• [Kutipan Teks]
Slamet Effendy Yusuf

Slamet Effendy Yusuf maju sebagai Ketua Umum Tanfidziyah PBNU dengan modal dorongan banyak kiai NU, sesepuh, guru, teman, serta pimpinan wilayah dan cabang. ”Saya punya pengalaman ikut mengelola organisasi besar di luar NU yang memiliki model pengorganisasian yang modern,” kata Ketua Majelis Ulama Indonesia ini.

Ia menilai, persoalan NU sekarang adalah terkait konsistensi pada Khittah NU. ”Saya melihat, pengurus sering terjebak melibatkan NU ke politik praktis yang tidak dibenarkan Khittah,” ujar mantan Ketua DPP Partai Golkar ini.

• [Materi yang Ditampilkan]
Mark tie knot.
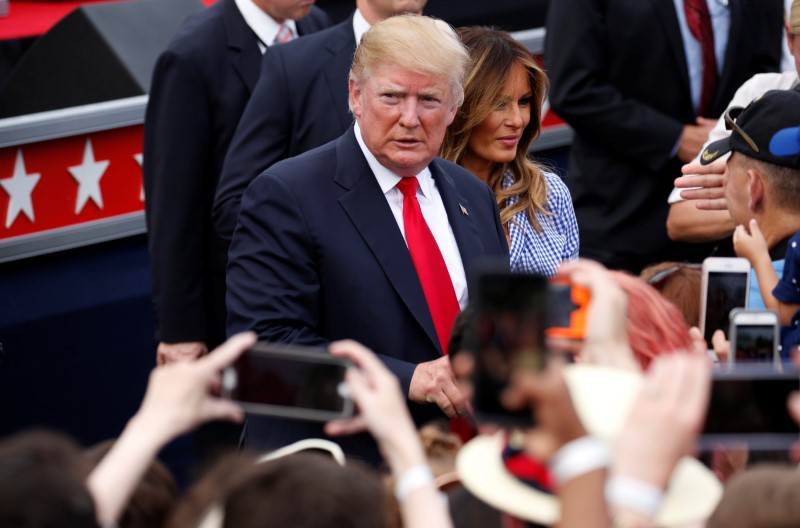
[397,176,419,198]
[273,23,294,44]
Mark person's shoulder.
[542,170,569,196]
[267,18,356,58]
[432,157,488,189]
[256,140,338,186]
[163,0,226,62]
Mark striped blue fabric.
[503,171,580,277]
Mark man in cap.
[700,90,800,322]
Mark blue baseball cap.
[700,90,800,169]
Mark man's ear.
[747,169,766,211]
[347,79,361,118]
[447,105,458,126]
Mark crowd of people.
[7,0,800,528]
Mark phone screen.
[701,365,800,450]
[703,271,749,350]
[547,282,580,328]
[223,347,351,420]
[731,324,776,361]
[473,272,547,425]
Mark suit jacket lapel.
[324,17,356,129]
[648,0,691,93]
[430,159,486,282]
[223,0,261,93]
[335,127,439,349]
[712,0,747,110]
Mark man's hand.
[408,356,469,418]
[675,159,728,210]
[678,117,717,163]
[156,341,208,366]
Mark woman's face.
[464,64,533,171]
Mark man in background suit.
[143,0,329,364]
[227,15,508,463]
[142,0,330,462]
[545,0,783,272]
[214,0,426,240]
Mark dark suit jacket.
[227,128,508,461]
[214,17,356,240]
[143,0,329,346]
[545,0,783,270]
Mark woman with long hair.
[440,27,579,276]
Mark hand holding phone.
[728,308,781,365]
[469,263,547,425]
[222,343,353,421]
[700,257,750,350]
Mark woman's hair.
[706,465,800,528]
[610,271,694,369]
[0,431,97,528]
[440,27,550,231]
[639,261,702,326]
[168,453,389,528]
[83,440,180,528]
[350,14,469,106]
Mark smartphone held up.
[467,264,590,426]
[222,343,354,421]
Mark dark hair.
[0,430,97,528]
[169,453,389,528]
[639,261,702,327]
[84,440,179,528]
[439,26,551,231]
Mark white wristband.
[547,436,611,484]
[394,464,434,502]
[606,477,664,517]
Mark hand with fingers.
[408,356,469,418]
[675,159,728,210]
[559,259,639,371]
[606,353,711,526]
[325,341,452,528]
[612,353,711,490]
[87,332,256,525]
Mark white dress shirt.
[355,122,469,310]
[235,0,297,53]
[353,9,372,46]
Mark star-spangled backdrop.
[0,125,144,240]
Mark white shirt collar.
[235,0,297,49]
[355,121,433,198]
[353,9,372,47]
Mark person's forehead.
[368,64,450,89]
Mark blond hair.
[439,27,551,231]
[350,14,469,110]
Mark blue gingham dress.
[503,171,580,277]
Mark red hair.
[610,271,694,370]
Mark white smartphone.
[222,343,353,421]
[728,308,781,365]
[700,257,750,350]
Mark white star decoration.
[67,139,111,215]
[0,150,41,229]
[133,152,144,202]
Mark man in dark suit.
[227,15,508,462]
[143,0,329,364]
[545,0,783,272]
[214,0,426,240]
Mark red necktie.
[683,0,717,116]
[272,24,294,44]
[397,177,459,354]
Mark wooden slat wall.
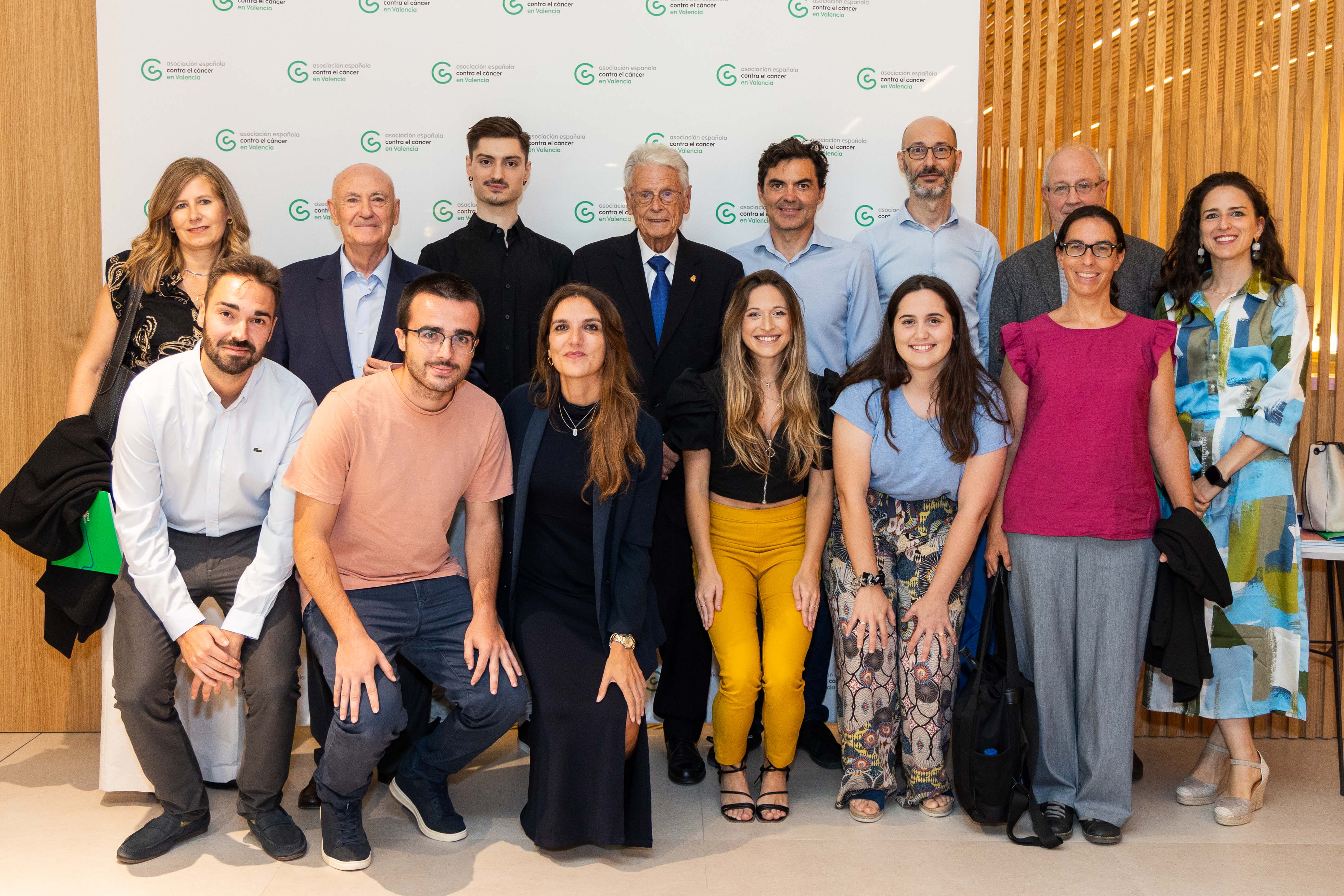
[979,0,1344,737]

• [Daftar Tugas]
1 – Tuliskan ulang dengan tepat bagian teks tentang Slamet Effendy Yusuf yang diawali kata-kata "Slamet Effendy Yusuf maju" dan diakhiri "Ulama Indonesia ini.".
2 – Jika diringkas dalam dua kalimat, apa isi teks tentang Slamet Effendy Yusuf?
3 – Lanjutkan teks tentang Slamet Effendy Yusuf mulai sesudah kalimat terakhirnya.

• [Jawaban per Tugas]
1 –
Slamet Effendy Yusuf maju sebagai Ketua Umum Tanfidziyah PBNU dengan modal dorongan banyak kiai NU, sesepuh, guru, teman, serta pimpinan wilayah dan cabang. ”Saya punya pengalaman ikut mengelola organisasi besar di luar NU yang memiliki model pengorganisasian yang modern,” kata Ketua Majelis Ulama Indonesia ini.

2 – Slamet Effendy Yusuf maju sebagai Ketua Umum Tanfidziyah PBNU atas dorongan banyak kiai NU, sesepuh, guru, teman, serta pimpinan wilayah dan cabang, dengan bekal pengalaman ikut mengelola organisasi besar di luar NU yang pengorganisasiannya modern. Menurutnya, persoalan NU sekarang terkait konsistensi pada Khittah NU, karena pengurus sering terjebak melibatkan NU ke politik praktis yang tidak dibenarkan Khittah.

3 –
Jika terpilih, Slamet berjanji akan melaksanakan program muktamar. Tetapi, ia punya visi yang akan menuntun arah pelaksanaan program. Pertama, penguatan wawasan Islam ala Ahlussunnah Wal Jamaah, wawasan Islam NU. Kedua, penguatan organisasi dan, ketiga, penguatan program. ”Saya memilih program pendidikan, pelayanan sosial, peningkatan ekonomi, kaderisasi, dan memperkokoh jaringan NU,” katanya.

(NTA/MZW/RIZ/SSD)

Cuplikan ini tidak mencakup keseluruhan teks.